[Source records]
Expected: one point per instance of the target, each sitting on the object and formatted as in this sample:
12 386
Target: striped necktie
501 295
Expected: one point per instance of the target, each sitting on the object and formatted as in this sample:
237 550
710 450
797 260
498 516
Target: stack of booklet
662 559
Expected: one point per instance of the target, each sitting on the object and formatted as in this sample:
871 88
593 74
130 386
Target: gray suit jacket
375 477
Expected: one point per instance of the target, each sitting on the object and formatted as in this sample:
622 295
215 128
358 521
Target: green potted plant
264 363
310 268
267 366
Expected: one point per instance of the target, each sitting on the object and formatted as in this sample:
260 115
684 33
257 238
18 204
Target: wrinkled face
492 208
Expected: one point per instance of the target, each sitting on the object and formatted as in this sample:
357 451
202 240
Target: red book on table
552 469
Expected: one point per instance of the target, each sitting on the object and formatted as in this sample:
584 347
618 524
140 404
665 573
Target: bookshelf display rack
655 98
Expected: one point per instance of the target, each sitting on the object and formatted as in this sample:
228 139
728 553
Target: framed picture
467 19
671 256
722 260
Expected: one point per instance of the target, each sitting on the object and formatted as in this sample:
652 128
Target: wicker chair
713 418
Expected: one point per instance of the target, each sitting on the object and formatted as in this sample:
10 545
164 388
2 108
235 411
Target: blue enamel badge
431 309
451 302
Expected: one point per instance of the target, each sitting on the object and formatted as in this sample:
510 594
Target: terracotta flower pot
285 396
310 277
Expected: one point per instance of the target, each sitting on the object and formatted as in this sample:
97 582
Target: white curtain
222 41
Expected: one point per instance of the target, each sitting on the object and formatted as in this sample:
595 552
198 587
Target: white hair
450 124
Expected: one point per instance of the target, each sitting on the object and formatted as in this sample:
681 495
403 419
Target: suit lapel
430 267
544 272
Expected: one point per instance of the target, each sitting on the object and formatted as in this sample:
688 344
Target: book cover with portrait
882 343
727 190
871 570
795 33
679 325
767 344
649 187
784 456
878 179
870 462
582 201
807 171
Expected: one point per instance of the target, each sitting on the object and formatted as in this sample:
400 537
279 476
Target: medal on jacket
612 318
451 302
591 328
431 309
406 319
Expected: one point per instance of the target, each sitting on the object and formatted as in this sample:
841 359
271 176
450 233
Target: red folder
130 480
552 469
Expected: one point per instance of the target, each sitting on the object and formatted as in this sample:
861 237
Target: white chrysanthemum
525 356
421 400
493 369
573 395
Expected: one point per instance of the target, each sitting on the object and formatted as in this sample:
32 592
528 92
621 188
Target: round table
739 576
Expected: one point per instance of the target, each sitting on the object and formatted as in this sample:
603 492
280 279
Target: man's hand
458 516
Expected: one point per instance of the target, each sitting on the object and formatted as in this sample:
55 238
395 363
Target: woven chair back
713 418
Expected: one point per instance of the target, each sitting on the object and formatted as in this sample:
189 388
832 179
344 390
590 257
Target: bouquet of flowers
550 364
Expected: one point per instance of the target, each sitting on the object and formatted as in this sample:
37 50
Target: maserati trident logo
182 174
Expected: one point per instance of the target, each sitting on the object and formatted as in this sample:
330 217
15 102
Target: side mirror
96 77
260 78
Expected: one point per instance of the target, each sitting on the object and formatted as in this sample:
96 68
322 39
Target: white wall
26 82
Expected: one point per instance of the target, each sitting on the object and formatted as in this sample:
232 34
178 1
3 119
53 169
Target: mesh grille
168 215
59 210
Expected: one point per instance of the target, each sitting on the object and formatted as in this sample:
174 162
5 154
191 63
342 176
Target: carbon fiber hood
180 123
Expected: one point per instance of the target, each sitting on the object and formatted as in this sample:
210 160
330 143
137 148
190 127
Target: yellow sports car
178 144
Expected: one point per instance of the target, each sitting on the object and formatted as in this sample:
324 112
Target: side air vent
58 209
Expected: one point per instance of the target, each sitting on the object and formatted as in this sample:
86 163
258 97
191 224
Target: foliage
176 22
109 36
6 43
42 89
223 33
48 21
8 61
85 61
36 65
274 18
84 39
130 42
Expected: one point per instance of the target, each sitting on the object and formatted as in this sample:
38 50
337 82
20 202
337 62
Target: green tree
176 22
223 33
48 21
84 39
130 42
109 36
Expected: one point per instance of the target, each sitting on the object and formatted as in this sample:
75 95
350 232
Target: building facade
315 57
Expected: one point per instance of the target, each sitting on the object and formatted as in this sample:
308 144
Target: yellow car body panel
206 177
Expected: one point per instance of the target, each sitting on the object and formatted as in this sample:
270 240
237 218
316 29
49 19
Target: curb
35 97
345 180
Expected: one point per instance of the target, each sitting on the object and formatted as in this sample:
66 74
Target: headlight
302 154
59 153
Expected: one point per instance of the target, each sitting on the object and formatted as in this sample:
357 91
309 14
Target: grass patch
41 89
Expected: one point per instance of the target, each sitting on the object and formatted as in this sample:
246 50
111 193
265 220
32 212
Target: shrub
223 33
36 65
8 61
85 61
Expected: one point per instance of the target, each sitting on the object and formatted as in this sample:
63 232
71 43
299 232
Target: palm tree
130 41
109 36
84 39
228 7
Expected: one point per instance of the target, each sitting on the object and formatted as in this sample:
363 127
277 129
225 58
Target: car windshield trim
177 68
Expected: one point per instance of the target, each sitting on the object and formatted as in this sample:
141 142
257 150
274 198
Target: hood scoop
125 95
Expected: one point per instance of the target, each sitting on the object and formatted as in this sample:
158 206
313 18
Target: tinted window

TASK TO COMPLETE |
Go through the data and return every record exactly.

IN RESPONSE |
Expected: one point per instance of the target, each sitting on the object and formatted as in this sample:
12 386
Target: striped necktie
501 295
Expected: one point per instance of the target, each sitting on the object and formatted as in this sample:
237 550
710 450
797 260
498 516
Target: stack of booklet
662 559
Expected: one point per instance of the target, each sitting on the object and formatted as in this sample:
871 88
593 74
130 386
Target: gray suit jacket
375 477
Expected: one point per instance of the target, each sitting on the object and formatted as in this sample:
622 295
215 128
358 521
Target: green potted plant
264 363
310 268
267 366
Expected: one point per instance of the target, each sitting on the object and formatted as in this sample:
260 115
684 33
257 238
18 204
Target: wrinkled face
492 208
Expected: one point per instance of the target, each sitting on the object and formatted as in this sample:
357 451
202 240
Target: red book on table
552 469
Expected: one point per instance of the target, each sitting on the object and formatted as in this sample:
584 347
618 524
140 404
665 573
Target: bookshelf display rack
655 98
Expected: one point per instance of the target, each sitting on the object and formatted as in this sample:
228 139
728 553
Target: framed picture
467 19
671 256
722 260
Expected: one point per instance of the target, each sitting on the object and formatted as in this sample:
652 128
Target: wicker chair
713 418
Expected: one point per instance of the target, each sitting on the object and formatted as in this sample:
10 545
164 388
2 108
235 411
Target: blue enamel badge
431 309
451 302
Expected: one point per instance of the target, each sitting on the object and formatted as in this sample:
510 594
Target: terracotta flower pot
285 396
310 277
Expected: one point per instance of the target, each sitting on the object and formatted as in this sample:
97 582
Target: white curtain
222 41
Expected: one point per instance of the target, each sitting on the object and formatted as in this sample:
595 552
198 587
Target: white hair
450 124
Expected: one point per instance of the target, each sitting on the object and formatted as in this sample:
681 495
403 419
Target: suit lapel
430 267
544 272
Expected: one point per instance of the target, each sitting on the object and formatted as in this sample:
688 344
Target: book cover with portrait
882 343
727 190
871 570
795 33
679 325
767 344
649 187
784 456
878 179
870 462
582 201
807 171
Expected: one point per instance of the target, each sitting on the object and formatted as in this sample:
400 537
279 476
Target: medal on jacket
612 318
451 302
591 328
431 309
406 319
Expected: one point per instance of the target, each sitting on the object and formatted as in this sample:
841 359
271 176
450 233
Target: red folder
130 480
552 469
Expected: one point per instance of the target, each sitting on the object and formatted as in this sample:
861 237
Target: white chrysanthemum
525 356
421 400
493 369
573 395
Expected: one point per instance of the target, each sitting on the object and formatted as in this sample:
32 592
528 92
621 188
Target: round table
739 576
Expected: one point per instance of the target, each sitting on the object and formatted as in this sample:
603 492
280 279
Target: man's hand
458 516
Expected: one point per instance of the target, each sitting on the object and formatted as in this sample:
55 238
395 363
Target: woven chair back
713 418
Expected: one point per instance of the target, each sitting on the object and formatted as in this sample:
189 388
832 179
344 390
590 257
Target: bouquet of flowers
550 364
Expected: one point per instance of the target, each sitting on the object and formatted as in this sample:
37 50
Target: maserati trident logo
182 174
Expected: one point per instance of the target, each sitting on the object and formatted as in this sample:
330 217
15 102
Target: side mirror
96 77
260 78
Expected: one point per instance of the target, each sitting on the object and formatted as in this sample:
96 68
322 39
Target: white wall
26 82
Expected: one point per instance of the target, each sitting on the object and formatted as in this sample:
232 34
178 1
3 119
53 169
Target: mesh grille
168 215
59 210
Expected: one point per instance of the target, each sitting on the object and formatted as in this sample:
174 162
5 154
191 63
342 176
Target: carbon fiber hood
180 123
Expected: one point per instance of the target, each sitting on the object and formatted as in this sample:
210 160
330 143
137 148
190 127
Target: yellow sports car
178 144
Expected: one point per instance of the target, each sitting on the object and formatted as in this sample:
324 112
Target: side air vent
58 209
Expected: one point per instance of the target, each sitting on the object and formatted as in this sample:
86 163
258 97
191 224
Target: foliage
176 22
109 36
6 43
42 89
223 33
48 21
8 61
85 61
36 65
274 18
84 39
130 42
Expected: one point per instance of the target, each sitting on the object and formatted as in this sample:
38 50
337 82
20 202
337 62
Target: green tree
176 22
223 33
48 21
84 39
130 42
109 36
Expected: one point per instance of the target, each sitting on the object and formatted as in this sample:
75 95
350 232
Target: building facade
315 57
Expected: one point per instance of the target, each sitting on the object and formatted as in this sample:
308 144
Target: yellow car body panel
206 177
Expected: one point per instance of the target, each sitting on the object and formatted as in this sample:
270 240
237 218
316 29
49 19
Target: curb
35 97
345 180
Expected: one point per instance of the target, each sitting on the object and formatted as in this sample:
66 74
Target: headlight
302 154
59 153
Expected: one point per instance of the target, each sitting on the object and formatted as in this sample:
357 91
309 14
Target: grass patch
41 89
Expected: one point per instance of the target, each sitting on the object and formatted as in this sample:
246 50
111 193
265 220
32 212
Target: shrub
223 33
36 65
8 61
85 61
Expected: one point per instance of the target, each sitting on the object and formatted as in this sample:
63 232
71 43
299 232
Target: palm tree
130 41
109 36
84 39
228 7
Expected: one point per instance of the target, each sitting on the object and formatted as in this sample:
363 127
277 129
225 58
Target: car windshield trim
177 68
Expected: one point per instance of the target, each sitting on the object and formatted as in this sample:
141 142
257 150
274 198
Target: hood scoop
125 95
Expected: one point per instance of the target, each sitting on the object and formatted as in this sample:
158 206
313 18
Target: tinted window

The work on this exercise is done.